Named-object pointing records
--- --- ---

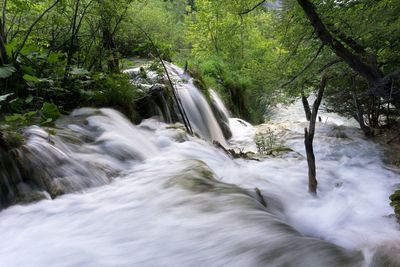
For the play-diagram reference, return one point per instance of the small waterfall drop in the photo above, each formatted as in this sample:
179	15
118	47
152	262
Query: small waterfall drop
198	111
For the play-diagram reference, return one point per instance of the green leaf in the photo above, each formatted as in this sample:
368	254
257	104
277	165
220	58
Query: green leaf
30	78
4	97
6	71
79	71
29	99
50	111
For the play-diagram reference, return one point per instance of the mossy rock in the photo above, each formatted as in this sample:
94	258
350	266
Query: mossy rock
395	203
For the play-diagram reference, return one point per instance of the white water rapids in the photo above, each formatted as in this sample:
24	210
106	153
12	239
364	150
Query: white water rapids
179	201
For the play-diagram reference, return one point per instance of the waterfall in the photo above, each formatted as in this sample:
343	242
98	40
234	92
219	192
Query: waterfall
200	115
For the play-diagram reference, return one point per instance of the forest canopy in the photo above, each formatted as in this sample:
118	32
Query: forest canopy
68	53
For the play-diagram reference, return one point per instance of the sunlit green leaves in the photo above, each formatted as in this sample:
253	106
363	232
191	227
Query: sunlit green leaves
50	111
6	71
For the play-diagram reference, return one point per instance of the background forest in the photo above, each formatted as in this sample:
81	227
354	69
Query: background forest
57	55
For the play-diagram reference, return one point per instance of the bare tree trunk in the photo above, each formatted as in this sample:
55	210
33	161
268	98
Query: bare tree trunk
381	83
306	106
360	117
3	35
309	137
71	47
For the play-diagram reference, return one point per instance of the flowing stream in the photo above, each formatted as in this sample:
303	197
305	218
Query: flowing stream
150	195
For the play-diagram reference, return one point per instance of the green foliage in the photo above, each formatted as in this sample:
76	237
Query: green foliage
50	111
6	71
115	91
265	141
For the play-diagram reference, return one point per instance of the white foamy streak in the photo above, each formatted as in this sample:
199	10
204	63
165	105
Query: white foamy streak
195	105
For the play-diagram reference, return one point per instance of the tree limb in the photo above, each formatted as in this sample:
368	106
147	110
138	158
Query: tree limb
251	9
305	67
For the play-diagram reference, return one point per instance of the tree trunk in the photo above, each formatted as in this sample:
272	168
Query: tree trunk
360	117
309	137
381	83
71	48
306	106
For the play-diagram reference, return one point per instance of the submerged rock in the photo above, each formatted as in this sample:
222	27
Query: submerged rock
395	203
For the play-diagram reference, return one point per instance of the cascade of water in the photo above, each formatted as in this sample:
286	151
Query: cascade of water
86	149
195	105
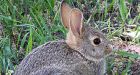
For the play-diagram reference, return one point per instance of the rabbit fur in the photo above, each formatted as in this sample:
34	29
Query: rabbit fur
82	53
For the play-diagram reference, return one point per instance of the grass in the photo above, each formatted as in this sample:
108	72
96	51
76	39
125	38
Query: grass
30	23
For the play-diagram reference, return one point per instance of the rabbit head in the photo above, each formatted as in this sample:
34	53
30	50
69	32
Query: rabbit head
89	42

--- --- ---

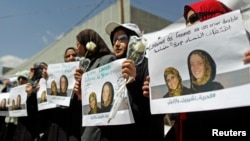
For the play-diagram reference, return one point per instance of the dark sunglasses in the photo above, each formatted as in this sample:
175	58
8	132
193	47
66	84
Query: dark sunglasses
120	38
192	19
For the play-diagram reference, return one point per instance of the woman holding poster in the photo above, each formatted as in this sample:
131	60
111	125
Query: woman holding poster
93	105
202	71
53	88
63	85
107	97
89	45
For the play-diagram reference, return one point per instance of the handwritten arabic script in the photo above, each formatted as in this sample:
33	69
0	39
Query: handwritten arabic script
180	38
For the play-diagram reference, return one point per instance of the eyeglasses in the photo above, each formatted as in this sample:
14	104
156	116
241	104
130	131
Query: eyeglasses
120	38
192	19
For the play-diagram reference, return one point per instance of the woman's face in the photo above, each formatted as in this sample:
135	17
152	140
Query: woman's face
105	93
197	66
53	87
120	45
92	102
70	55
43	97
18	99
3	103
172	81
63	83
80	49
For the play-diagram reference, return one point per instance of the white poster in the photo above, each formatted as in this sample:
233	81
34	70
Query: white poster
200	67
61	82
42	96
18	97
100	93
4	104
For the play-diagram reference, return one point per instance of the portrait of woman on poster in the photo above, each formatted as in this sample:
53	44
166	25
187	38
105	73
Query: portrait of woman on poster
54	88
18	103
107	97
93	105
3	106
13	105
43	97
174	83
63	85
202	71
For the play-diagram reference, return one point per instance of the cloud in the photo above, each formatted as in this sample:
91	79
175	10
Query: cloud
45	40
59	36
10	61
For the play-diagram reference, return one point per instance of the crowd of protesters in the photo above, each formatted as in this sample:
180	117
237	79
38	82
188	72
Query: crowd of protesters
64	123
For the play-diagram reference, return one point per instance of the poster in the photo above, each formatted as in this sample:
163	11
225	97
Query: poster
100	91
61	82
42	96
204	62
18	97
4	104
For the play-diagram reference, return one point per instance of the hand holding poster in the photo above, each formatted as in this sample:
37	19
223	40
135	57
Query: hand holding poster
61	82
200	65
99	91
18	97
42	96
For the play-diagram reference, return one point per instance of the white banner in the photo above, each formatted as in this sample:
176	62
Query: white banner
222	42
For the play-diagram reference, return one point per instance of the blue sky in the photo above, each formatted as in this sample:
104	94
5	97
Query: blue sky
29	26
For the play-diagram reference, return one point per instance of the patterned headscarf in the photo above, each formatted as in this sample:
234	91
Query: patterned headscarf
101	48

--- --- ---

## WHAT IS EXPECTED
Pick out every line in the entries above that contains the word "foamy" and copy each of those lines.

## COMPLETED TASK
For the play-diagram reference, return one point per instance of the white foamy streak in the photo above, each formatted as in this sample:
Query: white foamy streak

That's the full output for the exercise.